◆ **OBIETTIVO A**: Mostra ogni riga delle voci in cui compare la stringa "ember".

◆ **TESTO DELLA PAGINA**:
►

Ieri mattina la marcia quotidiana dell'alta società civile, tutta bardata dei colori giallo, blu e rosso della bandiera, doveva andare fino alla sede del Consiglio nazionale elettorale, verso il centro di Caracas - in territorio nemico -, chiamato a dare il via libera al referendum consultivo fissato per il 2 febbraio, che Chavez respinge come incostituzionale. Ma il tam-tam di tv e radio ha dovuto annunciarne l'annullamento perché la piazza era stata già occupata dai chavisti che l'aspettavano e che poi hanno accolto con piete e bottiglie i rappresentanti della Coordinadora che si apprestavano ad entrare nella sede del Consiglio, tenendoli sotto assedio per ore prima che la Guardia nazionale disperdesse i manifestanti con i lagrimogeni. Dal vivo le belle giornaliste di Globovision e Venevision trasmettevano le immagini di quelli che qui chiamano «los oficialistas» - ma spesso, più sbrigativamente, anche «lumpen» e «ubriaconi» - protette dalle maschere antigas.

Così è in ogni parte del paese, con le forze dell'ordine che hanno sempre più difficoltà a tenere divise le schiere contrapposte.

Ieri il sindacato bancari ha deciso di unirsi al paro, cominciato il 2 dicembre, proclamando 48 ore di sciopero per oggi e domani. Finora le banche avevano funzionato a orario e sportelli ridotti, provocando file apocalittiche e pazienti. Come quelle che si vedono nei pressi delle stazioni di benzina. «Adesso va meglio, un'ora di fila e via, prima ci volevano anche nove ore per fare il pieno», mi dice uno. Il Venezuela, quinto esportatore mondiale di petrolio, è al paradosso di dover importare benzina. Navi cisterna sono arrivate a Maracaibo dal Brasile, da Trinidad, dalla Russia. Ma almeno la benzina c'è e la domenica i caraqueños possono scendere verso le spiagge per prendere un po' di respiro.

Anche nei mercati va meglio. I prodotti ci sono. Riso importato da Santo Domingo, farina comprata in Colombia. Poi ci sono le bancarelle degli informali, giù nel centro, intorno a Plaza Bolivar, intorno ai palazzi bianchi e coloniali di Miraflores e del Congresso, bastione del chavismo duro. La metà dei venezuelani, si calcola, lavora nell'economia informale e lì non c'è sciopero che tenga. Tutto il centro è il solito brulicare di sempre. Con in più l'ansiosa attesa dei gruppi chavisti più radicali - identificati nei Circoli bolivariani - per il possibile arrivo di qualche esponente dei «vendepatria» o di qualche equipe di Globovision o Venevision che di solito deve fare in fretta a scappare se non vuole vedersi sfasciare le telecamere e prendere sassate.

◄

◆ **MATERIALE FORNITO**:
►

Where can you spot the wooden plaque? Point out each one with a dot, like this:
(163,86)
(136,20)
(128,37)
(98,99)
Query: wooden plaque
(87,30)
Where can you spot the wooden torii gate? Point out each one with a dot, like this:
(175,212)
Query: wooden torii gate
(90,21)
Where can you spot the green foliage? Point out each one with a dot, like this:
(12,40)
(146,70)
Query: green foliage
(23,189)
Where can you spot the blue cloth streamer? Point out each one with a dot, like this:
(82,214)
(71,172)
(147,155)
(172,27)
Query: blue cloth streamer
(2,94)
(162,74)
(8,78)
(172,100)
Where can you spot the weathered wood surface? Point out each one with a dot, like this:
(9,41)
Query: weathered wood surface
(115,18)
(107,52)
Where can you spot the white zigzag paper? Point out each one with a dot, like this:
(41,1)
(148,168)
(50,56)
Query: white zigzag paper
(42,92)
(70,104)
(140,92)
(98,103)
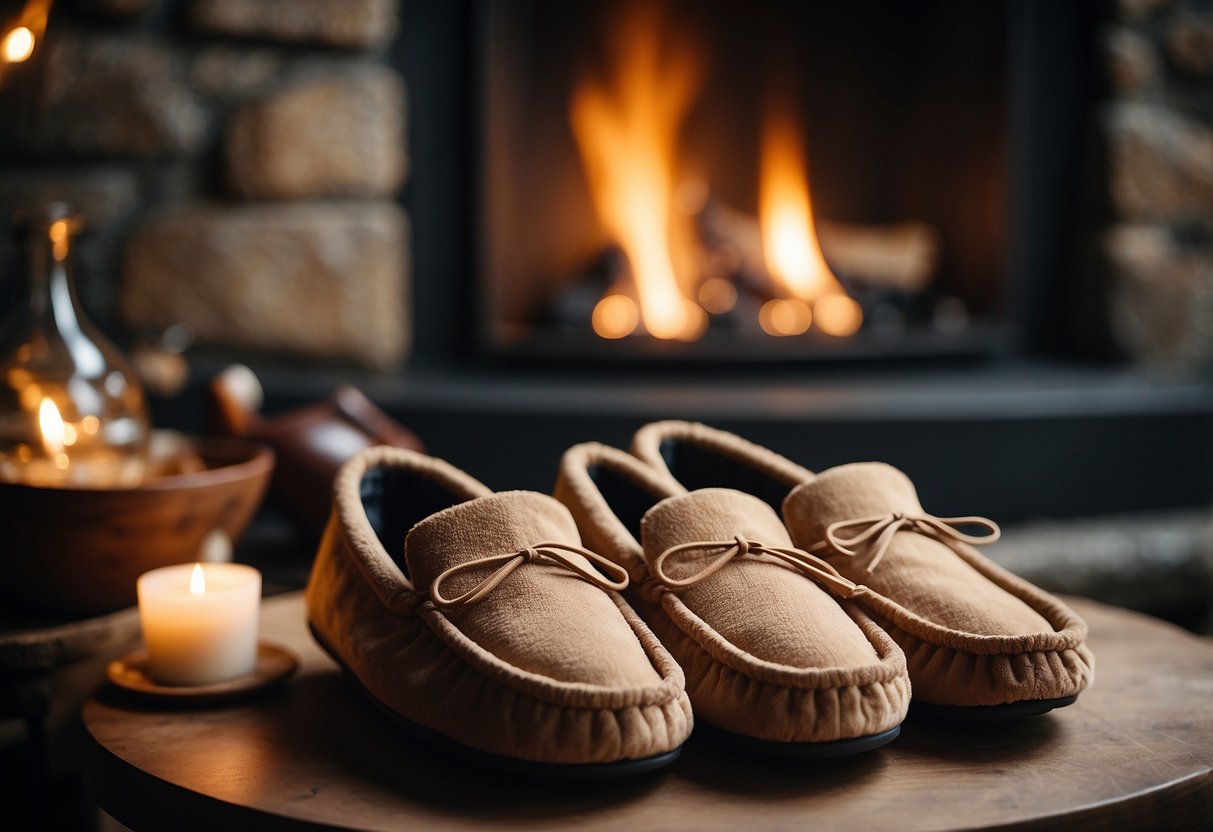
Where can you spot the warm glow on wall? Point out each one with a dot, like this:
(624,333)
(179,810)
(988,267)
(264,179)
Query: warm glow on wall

◄
►

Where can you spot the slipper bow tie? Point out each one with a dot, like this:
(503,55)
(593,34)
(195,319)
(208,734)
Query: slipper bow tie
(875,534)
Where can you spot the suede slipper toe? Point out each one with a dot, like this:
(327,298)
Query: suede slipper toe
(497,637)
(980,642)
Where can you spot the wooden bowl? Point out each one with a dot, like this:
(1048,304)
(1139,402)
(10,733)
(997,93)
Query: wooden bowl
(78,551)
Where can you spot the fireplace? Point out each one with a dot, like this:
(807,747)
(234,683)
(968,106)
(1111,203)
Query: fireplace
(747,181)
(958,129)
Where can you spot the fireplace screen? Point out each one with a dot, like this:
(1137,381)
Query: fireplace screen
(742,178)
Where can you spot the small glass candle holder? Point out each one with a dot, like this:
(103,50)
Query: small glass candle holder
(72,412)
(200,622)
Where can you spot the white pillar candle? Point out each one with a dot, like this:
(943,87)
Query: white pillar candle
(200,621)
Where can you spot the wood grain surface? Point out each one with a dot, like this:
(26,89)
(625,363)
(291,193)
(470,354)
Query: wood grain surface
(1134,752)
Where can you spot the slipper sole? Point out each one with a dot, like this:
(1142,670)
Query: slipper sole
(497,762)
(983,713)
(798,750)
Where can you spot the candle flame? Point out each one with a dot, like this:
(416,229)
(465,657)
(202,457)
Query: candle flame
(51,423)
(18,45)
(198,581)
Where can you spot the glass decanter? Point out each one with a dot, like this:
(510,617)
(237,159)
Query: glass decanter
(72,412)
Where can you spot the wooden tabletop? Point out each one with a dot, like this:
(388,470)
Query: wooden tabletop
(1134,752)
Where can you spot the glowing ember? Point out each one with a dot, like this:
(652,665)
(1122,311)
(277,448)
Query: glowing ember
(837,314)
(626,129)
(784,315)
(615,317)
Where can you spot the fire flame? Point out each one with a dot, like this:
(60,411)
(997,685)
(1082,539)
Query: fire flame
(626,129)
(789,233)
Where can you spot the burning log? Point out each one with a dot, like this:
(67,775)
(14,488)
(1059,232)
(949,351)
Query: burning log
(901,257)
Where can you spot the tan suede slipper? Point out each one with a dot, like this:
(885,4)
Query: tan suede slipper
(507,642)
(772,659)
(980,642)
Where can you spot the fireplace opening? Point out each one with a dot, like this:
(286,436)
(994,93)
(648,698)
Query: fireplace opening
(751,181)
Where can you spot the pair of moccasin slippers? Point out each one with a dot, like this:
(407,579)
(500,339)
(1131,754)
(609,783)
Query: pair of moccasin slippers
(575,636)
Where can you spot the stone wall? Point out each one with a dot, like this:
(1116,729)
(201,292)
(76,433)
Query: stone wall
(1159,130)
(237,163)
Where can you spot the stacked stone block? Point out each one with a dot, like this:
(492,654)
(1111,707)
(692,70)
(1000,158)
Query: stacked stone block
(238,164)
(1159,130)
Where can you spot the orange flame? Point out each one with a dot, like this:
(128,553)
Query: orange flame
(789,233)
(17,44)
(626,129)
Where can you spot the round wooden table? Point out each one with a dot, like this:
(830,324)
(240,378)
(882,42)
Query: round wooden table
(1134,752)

◄

◆ **OBIETTIVO B**: Ricopia dal testo sullo sciopero in Venezuela tutto il passo che va da "Così è in ogni" giù fino a "po' di respiro.".

◆ **RISULTATO COMPLETO A**:
Where can you spot the glowing ember? Point out each one with a dot, like this:
Query: glowing ember

◆ **RISULTATO COMPLETO B**:
Così è in ogni parte del paese, con le forze dell'ordine che hanno sempre più difficoltà a tenere divise le schiere contrapposte.

Ieri il sindacato bancari ha deciso di unirsi al paro, cominciato il 2 dicembre, proclamando 48 ore di sciopero per oggi e domani. Finora le banche avevano funzionato a orario e sportelli ridotti, provocando file apocalittiche e pazienti. Come quelle che si vedono nei pressi delle stazioni di benzina. «Adesso va meglio, un'ora di fila e via, prima ci volevano anche nove ore per fare il pieno», mi dice uno. Il Venezuela, quinto esportatore mondiale di petrolio, è al paradosso di dover importare benzina. Navi cisterna sono arrivate a Maracaibo dal Brasile, da Trinidad, dalla Russia. Ma almeno la benzina c'è e la domenica i caraqueños possono scendere verso le spiagge per prendere un po' di respiro.